▸ **Task item**: Write the next part of the passage on laparoscopic surgery, picking up after its final sentence.

--- Quoted passage ---

Laparoscopic surgery is a surgical technique in which the surgeon uses a series of small incisions in the patient to insert a camera to view the surgical field, along with the necessary tools for the surgical procedure. This type of surgery is radically different from traditional open surgery, and it has become a preferred surgical technique in many situations, because the healing time for laparoscopic surgery is much shorter than that for open surgery, which makes it better for patients.
In laparoscopic surgery, the doctor uses a specialized camera called a laparoscope. The camera and an attached light are inserted through a small incision to view the surgical site, with a monitor displaying a magnified version of the site for the surgeon to use as a reference during the surgical procedure. Once the camera is in place, other incisions can be made to introduce surgical tools which will be used to manipulate the site.
To make the surgical field easier to see, the area may be inflated with carbon dioxide gas, making more room for the surgeon to maneuver while clearing the surgical field for better visibility. After the surgery is complete, the gas will be vented, and the incisions will be sewn shut.
From the point of view of a surgeon, performing laparoscopic surgery can be tricky, but it has some definite advantages. The reduced healing time increases patient comfort, and decreases the risk of infection and the onset of blood clots. Getting patients mobile as quickly as possible after surgery is a major goal for many surgeons, and laparoscopic surgery helps to accomplish this. This surgical technique also reduces the need to cut through muscle to reach surgical sites, keeping patients in better condition so that they feel more comfortable after surgery.

--- Provided data ---

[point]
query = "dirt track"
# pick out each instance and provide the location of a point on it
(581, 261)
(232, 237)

---

▸ **Solved problem**:
For patients, the shorter healing time involved in a laparoscopic procedure is definitely an advantage, reducing discomfort, hospital stays, and expenses. The minimal scarring may also be appreciated. In an abdominal procedure, for example, four to six small incisions might be made, instead of a single long incision going all the way across the abdomen. The elimination of disfiguring scars is also accompanied with a reduction in cuts of muscle and fascia to reach surgical sites, reducing pain deep inside the surgical site.
This surgical technique is not always an option for all surgeries, but it is certainly worth discussing with a surgeon. If laparoscopy is appropriate for a patient, a surgeon can provide counseling about the procedure and a referral if necessary.